Rewrite every one of the rows below, replacing "draw the outline" with "trace the boundary" wherever it occurs and leaving all other text unchanged.
Begin
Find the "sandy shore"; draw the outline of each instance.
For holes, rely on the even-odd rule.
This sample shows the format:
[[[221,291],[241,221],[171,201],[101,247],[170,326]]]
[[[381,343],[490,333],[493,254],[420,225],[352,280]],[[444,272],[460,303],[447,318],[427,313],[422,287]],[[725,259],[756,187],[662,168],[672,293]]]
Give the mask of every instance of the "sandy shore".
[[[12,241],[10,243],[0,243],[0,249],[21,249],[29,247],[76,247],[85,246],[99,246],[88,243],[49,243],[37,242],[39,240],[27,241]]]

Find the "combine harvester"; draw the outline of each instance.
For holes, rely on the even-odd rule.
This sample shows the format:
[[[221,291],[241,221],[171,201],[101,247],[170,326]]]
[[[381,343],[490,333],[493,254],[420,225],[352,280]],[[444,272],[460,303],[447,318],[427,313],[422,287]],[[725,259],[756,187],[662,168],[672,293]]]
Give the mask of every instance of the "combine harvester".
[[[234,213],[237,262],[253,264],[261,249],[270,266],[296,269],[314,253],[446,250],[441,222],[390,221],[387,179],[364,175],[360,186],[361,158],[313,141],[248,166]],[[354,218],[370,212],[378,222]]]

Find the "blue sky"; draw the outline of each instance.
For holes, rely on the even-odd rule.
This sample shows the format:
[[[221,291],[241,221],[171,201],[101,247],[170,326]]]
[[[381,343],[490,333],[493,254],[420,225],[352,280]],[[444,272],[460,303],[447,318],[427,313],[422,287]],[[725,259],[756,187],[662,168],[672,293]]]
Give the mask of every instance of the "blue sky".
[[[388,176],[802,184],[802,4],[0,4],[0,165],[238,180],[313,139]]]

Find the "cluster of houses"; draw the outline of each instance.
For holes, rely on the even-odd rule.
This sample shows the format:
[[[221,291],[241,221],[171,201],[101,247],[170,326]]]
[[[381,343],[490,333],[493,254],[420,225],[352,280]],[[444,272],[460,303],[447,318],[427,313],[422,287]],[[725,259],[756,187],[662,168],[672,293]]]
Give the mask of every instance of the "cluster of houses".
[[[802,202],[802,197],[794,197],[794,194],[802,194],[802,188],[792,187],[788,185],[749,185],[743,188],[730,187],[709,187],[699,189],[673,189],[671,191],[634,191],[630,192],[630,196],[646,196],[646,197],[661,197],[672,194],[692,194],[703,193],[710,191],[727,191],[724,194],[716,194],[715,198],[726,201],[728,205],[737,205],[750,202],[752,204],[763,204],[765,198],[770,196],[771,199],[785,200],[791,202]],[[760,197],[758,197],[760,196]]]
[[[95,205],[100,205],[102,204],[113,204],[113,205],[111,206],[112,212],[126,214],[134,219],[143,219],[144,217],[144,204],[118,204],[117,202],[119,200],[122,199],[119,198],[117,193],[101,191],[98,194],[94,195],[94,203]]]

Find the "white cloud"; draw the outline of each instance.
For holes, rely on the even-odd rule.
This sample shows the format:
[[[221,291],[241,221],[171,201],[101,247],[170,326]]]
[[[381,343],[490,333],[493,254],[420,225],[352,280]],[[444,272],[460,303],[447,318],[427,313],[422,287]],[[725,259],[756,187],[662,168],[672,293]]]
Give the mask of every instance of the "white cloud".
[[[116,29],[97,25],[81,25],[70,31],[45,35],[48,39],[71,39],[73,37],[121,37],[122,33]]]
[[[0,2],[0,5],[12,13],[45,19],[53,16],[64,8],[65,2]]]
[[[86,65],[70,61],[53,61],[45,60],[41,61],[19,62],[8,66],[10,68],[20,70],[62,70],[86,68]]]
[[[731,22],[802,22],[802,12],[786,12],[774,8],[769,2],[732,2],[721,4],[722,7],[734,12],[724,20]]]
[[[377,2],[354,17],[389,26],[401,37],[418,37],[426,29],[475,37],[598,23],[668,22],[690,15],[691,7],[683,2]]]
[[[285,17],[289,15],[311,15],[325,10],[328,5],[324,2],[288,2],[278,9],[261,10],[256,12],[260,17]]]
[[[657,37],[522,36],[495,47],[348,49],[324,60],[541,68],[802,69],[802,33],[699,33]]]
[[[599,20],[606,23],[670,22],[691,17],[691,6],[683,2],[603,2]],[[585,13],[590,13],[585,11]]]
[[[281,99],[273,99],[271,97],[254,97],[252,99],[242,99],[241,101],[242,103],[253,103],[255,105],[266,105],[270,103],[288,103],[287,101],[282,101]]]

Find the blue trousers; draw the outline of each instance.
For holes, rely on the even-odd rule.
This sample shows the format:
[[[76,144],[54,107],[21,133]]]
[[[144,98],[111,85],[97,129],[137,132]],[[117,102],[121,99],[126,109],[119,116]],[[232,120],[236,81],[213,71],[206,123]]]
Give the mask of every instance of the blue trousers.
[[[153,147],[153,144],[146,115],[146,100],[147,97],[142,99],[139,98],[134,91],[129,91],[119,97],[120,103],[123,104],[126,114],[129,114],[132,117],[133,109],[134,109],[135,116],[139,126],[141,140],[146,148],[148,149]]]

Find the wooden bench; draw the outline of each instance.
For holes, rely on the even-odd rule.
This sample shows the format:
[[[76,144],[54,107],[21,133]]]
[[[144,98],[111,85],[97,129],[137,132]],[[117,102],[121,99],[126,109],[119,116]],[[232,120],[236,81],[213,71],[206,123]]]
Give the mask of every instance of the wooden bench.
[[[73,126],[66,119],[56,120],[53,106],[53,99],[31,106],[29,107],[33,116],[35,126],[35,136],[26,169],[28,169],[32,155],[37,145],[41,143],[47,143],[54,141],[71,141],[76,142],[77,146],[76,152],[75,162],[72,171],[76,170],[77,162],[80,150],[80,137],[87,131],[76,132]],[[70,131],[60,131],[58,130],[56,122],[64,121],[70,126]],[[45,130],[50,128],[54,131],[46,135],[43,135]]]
End
TASK SOLUTION:
Find the "sandy shore"; trace the boundary of each instance.
For holes, rely on the even-odd rule.
This sample shows the format:
[[[221,291],[241,221],[171,201],[101,247],[170,326]]]
[[[381,343],[490,333],[493,254],[420,225],[352,280]],[[444,272],[460,303],[447,318],[427,313],[422,287]],[[725,259],[756,187],[662,168],[672,293]]]
Give the mask of every instance of the "sandy shore".
[[[12,241],[10,243],[0,243],[0,249],[21,249],[29,247],[76,247],[85,246],[99,246],[88,243],[49,243],[37,242],[39,240],[27,241]]]

Find the "combine harvester"; trace the boundary of each instance.
For holes, rely on the even-odd rule.
This sample shows the format:
[[[221,291],[241,221],[171,201],[101,247],[170,326]]]
[[[381,343],[490,333],[493,254],[420,225],[352,280]],[[444,272],[460,303],[447,318],[427,313],[422,287]],[[725,259],[756,187],[662,168],[672,293]]]
Give the mask of every instance of the "combine harvester".
[[[234,213],[237,262],[253,264],[261,249],[270,266],[296,269],[314,253],[446,250],[441,222],[390,221],[387,179],[364,175],[360,186],[361,158],[313,141],[248,166]],[[354,218],[370,212],[378,222]]]

Find the "blue sky"; trace the boundary of each instance.
For holes, rely on the even-odd rule.
This sample shows the format:
[[[221,291],[241,221],[171,201],[101,247],[170,326]]]
[[[381,343],[490,333],[493,254],[420,225],[352,280]],[[444,272],[460,303],[447,318],[427,313],[422,287]],[[725,259],[756,187],[662,168],[672,293]]]
Give the mask of every instance of the "blue sky".
[[[388,176],[802,184],[802,4],[0,4],[0,165],[238,180],[313,139]]]

Find the "cluster of houses"; trace the boundary of each instance.
For holes, rely on the even-odd rule.
This sample shows the format:
[[[221,291],[241,221],[171,201],[101,247],[170,326]]]
[[[381,343],[490,333],[493,254],[420,225],[352,280]],[[444,272],[460,303],[447,318],[427,313],[422,287]],[[725,259],[756,187],[662,168],[672,293]]]
Give the mask of every instance of the "cluster of houses".
[[[802,202],[802,197],[794,197],[794,194],[802,194],[802,188],[792,187],[788,185],[749,185],[743,188],[730,187],[709,187],[699,189],[673,189],[671,191],[634,191],[630,192],[630,196],[646,196],[646,197],[661,197],[672,194],[692,194],[703,193],[710,191],[727,191],[724,194],[716,194],[715,198],[726,201],[728,205],[737,205],[750,202],[752,204],[763,204],[765,198],[770,196],[771,199],[785,200],[791,202]],[[760,197],[758,197],[760,196]]]
[[[95,205],[100,205],[102,204],[113,204],[113,205],[111,206],[112,212],[126,214],[134,219],[143,219],[144,217],[144,204],[118,204],[117,202],[119,200],[122,199],[119,198],[117,193],[101,191],[98,194],[94,195],[94,203]]]

Find the "white cloud"; trace the boundary of each instance.
For holes, rely on the even-odd rule.
This sample shows the format:
[[[221,291],[241,221],[171,201],[101,247],[170,326]]]
[[[381,343],[490,333],[493,254],[420,225],[352,280]],[[444,272],[460,303],[447,318],[427,313],[422,287]],[[725,259],[756,187],[662,168],[672,293]]]
Give the mask of every instance of the "white cloud".
[[[116,29],[97,25],[81,25],[70,31],[45,35],[48,39],[71,39],[73,37],[121,37],[122,33]]]
[[[0,2],[0,5],[12,13],[45,19],[53,16],[64,8],[65,2]]]
[[[86,65],[70,61],[53,61],[45,60],[41,61],[19,62],[8,66],[10,68],[20,70],[62,70],[86,68]]]
[[[731,22],[802,22],[802,12],[786,12],[774,8],[769,2],[732,2],[721,4],[722,7],[734,12],[724,20]]]
[[[377,2],[354,17],[389,26],[401,37],[418,37],[426,29],[475,37],[598,23],[668,22],[690,15],[691,7],[683,2]]]
[[[285,17],[289,15],[311,15],[325,10],[328,5],[324,2],[288,2],[278,9],[261,10],[256,12],[260,17]]]
[[[657,37],[522,36],[495,47],[348,49],[324,60],[541,68],[802,69],[802,33],[699,33]]]
[[[599,20],[606,23],[670,22],[691,17],[691,6],[683,2],[603,2]],[[585,13],[590,13],[585,11]]]
[[[281,99],[273,99],[271,97],[254,97],[252,99],[242,99],[241,101],[242,103],[253,103],[255,105],[266,105],[270,103],[288,103],[287,101],[282,101]]]

Find the blue trousers; trace the boundary of each instance.
For holes, rely on the even-odd rule.
This sample shows the format:
[[[76,144],[54,107],[21,133]]]
[[[144,98],[111,85],[97,129],[137,132]],[[117,102],[121,99],[126,109],[119,116]],[[232,120],[236,81],[213,71],[206,123]]]
Give the mask of every instance of the blue trousers.
[[[153,147],[153,144],[146,115],[146,100],[147,97],[142,99],[139,98],[134,91],[129,91],[119,97],[120,103],[123,104],[126,114],[129,114],[132,117],[133,109],[134,109],[135,116],[139,126],[141,140],[146,148],[148,149]]]

Find the wooden bench; trace the boundary of each instance.
For holes, rely on the even-odd rule.
This sample shows the format:
[[[76,144],[54,107],[21,133]]]
[[[144,98],[111,85],[97,129],[137,132]],[[117,102],[121,99],[126,109],[119,116]],[[232,120],[236,81],[213,71],[206,123]]]
Give the mask of every instance of the wooden bench.
[[[73,126],[66,119],[56,120],[53,106],[53,99],[31,106],[29,107],[33,116],[35,126],[35,136],[26,169],[28,169],[32,155],[37,145],[41,143],[47,143],[54,141],[71,141],[76,142],[77,146],[76,152],[75,162],[72,171],[76,170],[77,162],[80,150],[80,137],[87,131],[76,132]],[[70,131],[60,131],[58,130],[56,122],[64,121],[70,126]],[[45,130],[50,128],[54,131],[46,135],[43,135]]]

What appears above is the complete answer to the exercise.